# Document extract
»»

Trick or treat, Universal has just released the first teaser trailer for 2021’s Halloween Kills! The film, due out October 15th, is the follow-up to David Gordon Green’s 2018 reboot of Halloween and the second in a new trilogy where the last 40 years of sequels have been dissolved to create a new timeline for main character Laurie Strode (Jamie Lee Curtis). The 2018 film is considered a blockbuster, raking in $159.9 million domestically, $255.5 million worldwide, on a budget of $10 million, and maintains a certified fresh score of 79% on Rotten Tomatoes.

««

# Questions on the material
1. List every dollar amount given in the text about the Halloween Kills trailer.
2. Set down the part of the Halloween Kills text between "Trick or treat, Universal" and "on Rotten Tomatoes.", inclusive.

# Recorded information
»»

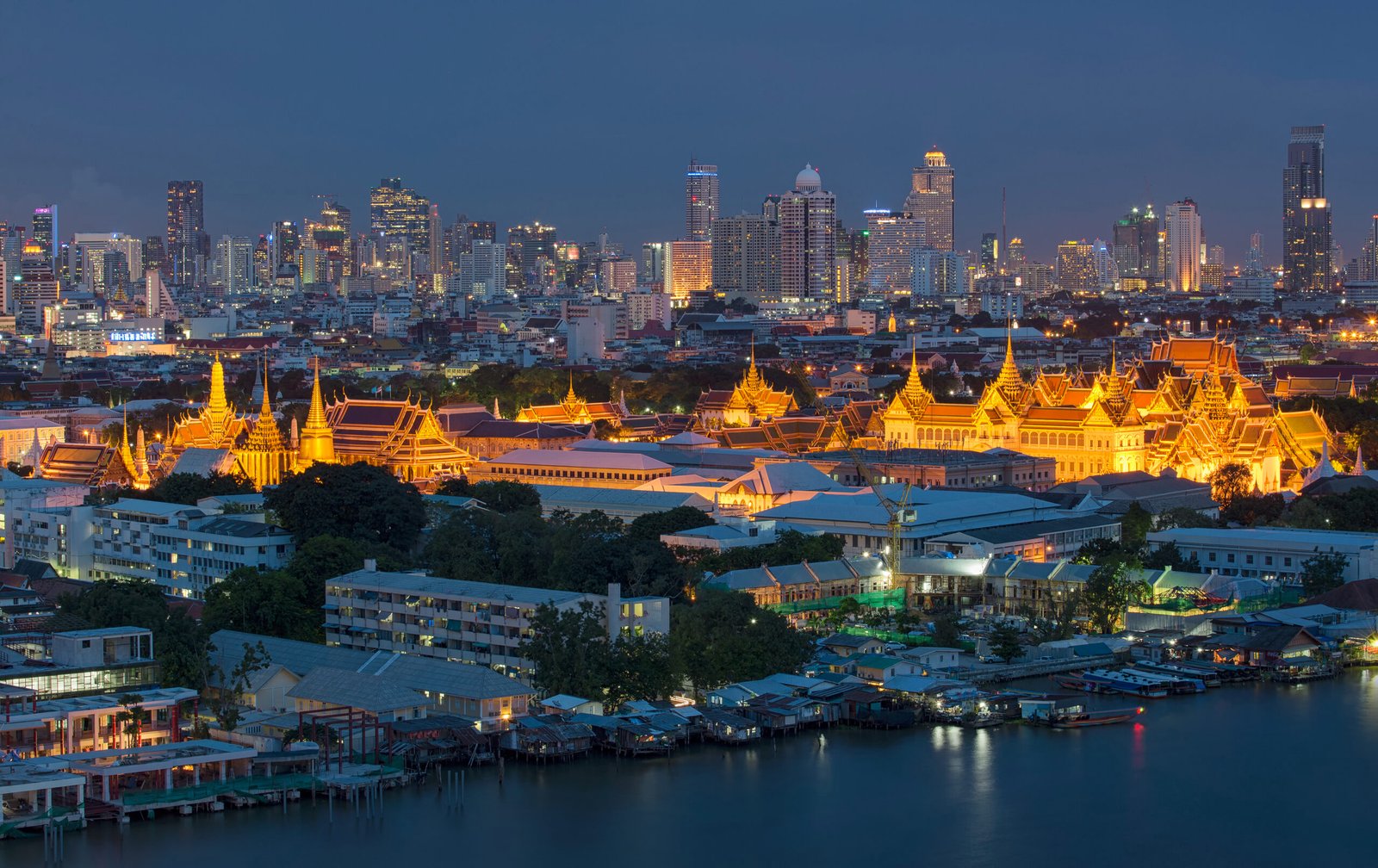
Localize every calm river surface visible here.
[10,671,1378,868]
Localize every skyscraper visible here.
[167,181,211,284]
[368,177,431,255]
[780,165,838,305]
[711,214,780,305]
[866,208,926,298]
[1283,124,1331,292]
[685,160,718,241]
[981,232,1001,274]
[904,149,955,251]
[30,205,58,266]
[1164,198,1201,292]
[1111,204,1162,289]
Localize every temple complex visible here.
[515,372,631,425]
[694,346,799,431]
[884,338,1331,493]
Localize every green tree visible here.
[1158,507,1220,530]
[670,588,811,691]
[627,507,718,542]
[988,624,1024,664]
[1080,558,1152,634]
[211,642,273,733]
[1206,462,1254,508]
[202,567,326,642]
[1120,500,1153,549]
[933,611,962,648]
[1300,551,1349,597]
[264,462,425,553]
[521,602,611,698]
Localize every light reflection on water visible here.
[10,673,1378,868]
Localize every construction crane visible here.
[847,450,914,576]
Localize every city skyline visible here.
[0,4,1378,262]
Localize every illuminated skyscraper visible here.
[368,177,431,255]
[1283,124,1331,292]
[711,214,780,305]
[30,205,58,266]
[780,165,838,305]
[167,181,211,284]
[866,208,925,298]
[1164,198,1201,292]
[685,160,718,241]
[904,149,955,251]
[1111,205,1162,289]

««
»»

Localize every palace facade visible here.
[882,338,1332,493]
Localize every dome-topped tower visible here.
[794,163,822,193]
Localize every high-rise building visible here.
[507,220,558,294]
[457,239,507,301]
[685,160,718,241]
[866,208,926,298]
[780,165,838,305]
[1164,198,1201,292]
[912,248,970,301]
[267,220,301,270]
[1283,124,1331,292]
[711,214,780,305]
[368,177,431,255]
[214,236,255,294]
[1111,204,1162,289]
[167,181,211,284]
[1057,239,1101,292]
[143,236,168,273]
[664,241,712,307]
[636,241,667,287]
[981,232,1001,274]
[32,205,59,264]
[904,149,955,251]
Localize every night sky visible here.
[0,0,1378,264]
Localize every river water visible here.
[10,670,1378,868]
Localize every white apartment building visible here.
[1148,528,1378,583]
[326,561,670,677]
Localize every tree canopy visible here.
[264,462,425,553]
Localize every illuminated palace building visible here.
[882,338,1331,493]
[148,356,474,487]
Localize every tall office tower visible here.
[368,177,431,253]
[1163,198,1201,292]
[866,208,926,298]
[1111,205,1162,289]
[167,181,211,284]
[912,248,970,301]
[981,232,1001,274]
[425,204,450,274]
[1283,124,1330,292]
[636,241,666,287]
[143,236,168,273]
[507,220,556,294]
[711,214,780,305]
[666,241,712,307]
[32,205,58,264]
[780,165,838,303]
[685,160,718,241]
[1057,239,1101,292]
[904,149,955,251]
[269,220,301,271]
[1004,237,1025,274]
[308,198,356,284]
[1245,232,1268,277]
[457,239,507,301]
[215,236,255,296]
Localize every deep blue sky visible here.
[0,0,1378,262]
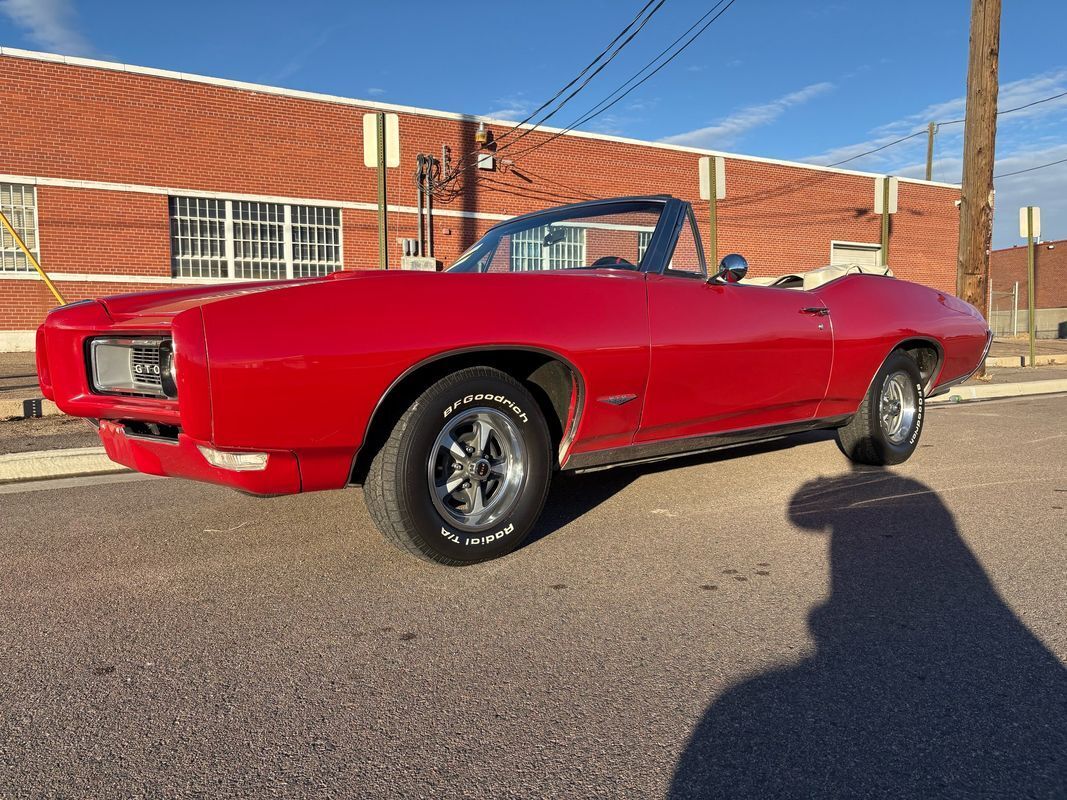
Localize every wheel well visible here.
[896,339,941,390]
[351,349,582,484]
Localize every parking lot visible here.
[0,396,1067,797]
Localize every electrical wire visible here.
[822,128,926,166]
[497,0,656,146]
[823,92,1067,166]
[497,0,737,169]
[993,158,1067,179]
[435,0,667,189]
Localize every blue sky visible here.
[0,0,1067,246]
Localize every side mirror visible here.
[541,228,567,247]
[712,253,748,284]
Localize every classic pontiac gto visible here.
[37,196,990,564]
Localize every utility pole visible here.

««
»»

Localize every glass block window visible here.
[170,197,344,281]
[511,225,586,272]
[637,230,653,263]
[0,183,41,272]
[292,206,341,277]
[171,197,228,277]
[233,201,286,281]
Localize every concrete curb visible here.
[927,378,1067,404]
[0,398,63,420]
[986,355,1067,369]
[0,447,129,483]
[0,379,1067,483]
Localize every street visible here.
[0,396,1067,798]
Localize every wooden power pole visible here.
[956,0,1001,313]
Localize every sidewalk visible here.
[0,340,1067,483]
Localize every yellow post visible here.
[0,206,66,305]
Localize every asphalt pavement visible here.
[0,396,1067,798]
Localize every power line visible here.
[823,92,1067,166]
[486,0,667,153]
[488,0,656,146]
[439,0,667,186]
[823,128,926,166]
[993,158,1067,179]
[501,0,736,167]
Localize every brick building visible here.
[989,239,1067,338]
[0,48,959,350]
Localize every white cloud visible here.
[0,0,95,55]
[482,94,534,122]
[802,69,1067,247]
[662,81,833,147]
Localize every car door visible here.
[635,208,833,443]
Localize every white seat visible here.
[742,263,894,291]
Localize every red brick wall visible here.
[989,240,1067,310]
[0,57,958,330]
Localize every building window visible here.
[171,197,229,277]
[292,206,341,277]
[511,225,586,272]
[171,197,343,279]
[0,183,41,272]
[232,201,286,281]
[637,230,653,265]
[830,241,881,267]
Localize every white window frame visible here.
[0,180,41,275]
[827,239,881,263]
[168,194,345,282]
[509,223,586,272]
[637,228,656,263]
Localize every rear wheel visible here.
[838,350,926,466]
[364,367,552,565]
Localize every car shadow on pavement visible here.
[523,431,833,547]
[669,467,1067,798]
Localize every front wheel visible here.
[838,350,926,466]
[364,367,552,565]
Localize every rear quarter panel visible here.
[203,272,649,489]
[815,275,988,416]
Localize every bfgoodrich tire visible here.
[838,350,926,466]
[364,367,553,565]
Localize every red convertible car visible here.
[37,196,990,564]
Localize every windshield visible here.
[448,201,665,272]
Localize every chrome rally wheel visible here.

««

# Answers to this exercise
1.
$159.9 million
$255.5 million
$10 million

2.
Trick or treat, Universal has just released the first teaser trailer for 2021’s Halloween Kills! The film, due out October 15th, is the follow-up to David Gordon Green’s 2018 reboot of Halloween and the second in a new trilogy where the last 40 years of sequels have been dissolved to create a new timeline for main character Laurie Strode (Jamie Lee Curtis). The 2018 film is considered a blockbuster, raking in $159.9 million domestically, $255.5 million worldwide, on a budget of $10 million, and maintains a certified fresh score of 79% on Rotten Tomatoes.